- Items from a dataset
##############################
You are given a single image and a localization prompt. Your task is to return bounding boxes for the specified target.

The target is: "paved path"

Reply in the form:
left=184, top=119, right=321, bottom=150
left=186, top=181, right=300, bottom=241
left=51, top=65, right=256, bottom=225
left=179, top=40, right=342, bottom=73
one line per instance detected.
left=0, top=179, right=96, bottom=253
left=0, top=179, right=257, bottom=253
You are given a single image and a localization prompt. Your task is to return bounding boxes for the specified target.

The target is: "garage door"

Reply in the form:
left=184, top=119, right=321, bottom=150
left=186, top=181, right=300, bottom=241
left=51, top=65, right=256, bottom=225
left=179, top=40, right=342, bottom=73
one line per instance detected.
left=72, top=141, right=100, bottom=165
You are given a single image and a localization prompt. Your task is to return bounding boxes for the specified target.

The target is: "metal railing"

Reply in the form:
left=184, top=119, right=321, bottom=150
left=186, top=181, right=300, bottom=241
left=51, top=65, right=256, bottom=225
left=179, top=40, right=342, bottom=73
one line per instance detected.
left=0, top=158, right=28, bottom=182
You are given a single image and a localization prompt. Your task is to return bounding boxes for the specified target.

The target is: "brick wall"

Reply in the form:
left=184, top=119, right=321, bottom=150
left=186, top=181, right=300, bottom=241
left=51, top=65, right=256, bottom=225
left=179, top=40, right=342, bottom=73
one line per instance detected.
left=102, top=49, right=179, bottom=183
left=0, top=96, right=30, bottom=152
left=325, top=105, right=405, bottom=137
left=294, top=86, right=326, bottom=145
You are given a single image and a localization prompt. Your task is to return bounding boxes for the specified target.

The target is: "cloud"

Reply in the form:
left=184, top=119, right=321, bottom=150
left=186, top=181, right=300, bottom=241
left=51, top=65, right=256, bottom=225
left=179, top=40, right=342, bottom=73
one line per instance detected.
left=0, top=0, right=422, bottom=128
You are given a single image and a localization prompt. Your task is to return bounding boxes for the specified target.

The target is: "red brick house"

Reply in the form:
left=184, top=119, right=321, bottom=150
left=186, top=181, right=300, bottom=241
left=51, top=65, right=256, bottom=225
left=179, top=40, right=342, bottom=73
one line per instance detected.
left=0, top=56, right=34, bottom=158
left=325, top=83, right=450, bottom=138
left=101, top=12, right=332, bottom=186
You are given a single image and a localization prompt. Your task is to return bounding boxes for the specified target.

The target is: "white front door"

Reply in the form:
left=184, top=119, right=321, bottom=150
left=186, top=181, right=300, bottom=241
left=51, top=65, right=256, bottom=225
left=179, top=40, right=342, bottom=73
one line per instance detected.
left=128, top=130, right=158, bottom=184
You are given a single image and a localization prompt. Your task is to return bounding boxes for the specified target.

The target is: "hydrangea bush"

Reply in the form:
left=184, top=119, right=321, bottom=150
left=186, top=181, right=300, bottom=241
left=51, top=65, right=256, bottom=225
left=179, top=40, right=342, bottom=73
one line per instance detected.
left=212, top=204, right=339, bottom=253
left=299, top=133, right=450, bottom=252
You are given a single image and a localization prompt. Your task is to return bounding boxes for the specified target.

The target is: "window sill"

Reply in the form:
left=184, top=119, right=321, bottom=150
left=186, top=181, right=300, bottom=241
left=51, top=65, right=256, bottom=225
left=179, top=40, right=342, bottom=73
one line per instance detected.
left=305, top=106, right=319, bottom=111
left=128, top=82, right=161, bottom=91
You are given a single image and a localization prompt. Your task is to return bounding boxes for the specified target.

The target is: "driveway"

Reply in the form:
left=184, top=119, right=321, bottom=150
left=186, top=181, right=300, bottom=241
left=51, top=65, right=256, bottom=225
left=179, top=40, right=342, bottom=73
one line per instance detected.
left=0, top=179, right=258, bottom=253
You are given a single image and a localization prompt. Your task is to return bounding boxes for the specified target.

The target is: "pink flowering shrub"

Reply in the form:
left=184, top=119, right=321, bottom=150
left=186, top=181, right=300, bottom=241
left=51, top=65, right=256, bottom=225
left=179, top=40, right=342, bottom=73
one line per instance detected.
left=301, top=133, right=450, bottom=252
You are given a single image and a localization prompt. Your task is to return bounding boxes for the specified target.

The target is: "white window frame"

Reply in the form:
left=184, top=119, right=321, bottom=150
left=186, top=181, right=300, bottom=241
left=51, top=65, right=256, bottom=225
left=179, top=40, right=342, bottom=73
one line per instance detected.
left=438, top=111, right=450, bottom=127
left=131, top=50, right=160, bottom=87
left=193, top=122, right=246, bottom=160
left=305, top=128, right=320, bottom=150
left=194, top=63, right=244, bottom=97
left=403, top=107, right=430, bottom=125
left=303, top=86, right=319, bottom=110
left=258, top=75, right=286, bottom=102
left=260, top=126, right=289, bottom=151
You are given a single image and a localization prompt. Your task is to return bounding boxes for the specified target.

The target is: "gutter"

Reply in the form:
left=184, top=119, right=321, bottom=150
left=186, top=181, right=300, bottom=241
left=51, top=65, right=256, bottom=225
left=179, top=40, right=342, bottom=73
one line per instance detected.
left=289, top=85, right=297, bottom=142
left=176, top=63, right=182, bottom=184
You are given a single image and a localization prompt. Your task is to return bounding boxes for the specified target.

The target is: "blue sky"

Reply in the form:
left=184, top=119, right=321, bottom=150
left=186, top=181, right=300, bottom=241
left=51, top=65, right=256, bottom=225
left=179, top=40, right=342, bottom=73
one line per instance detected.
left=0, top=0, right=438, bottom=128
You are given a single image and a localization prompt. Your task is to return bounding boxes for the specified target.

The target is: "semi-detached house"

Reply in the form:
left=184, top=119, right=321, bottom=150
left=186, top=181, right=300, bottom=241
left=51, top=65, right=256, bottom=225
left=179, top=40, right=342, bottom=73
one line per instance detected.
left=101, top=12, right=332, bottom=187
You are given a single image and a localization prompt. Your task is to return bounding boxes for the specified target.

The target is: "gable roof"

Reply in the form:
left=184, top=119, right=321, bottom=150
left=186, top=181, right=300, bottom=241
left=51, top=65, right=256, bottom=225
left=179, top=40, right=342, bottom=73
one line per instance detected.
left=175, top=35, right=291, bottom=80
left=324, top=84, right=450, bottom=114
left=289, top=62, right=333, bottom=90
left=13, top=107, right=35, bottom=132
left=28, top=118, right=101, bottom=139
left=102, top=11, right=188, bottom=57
##############################
Count how many of the lines above contain the string "window", with uppercase and lowercase treated as distinct, and reply with the number alone.

2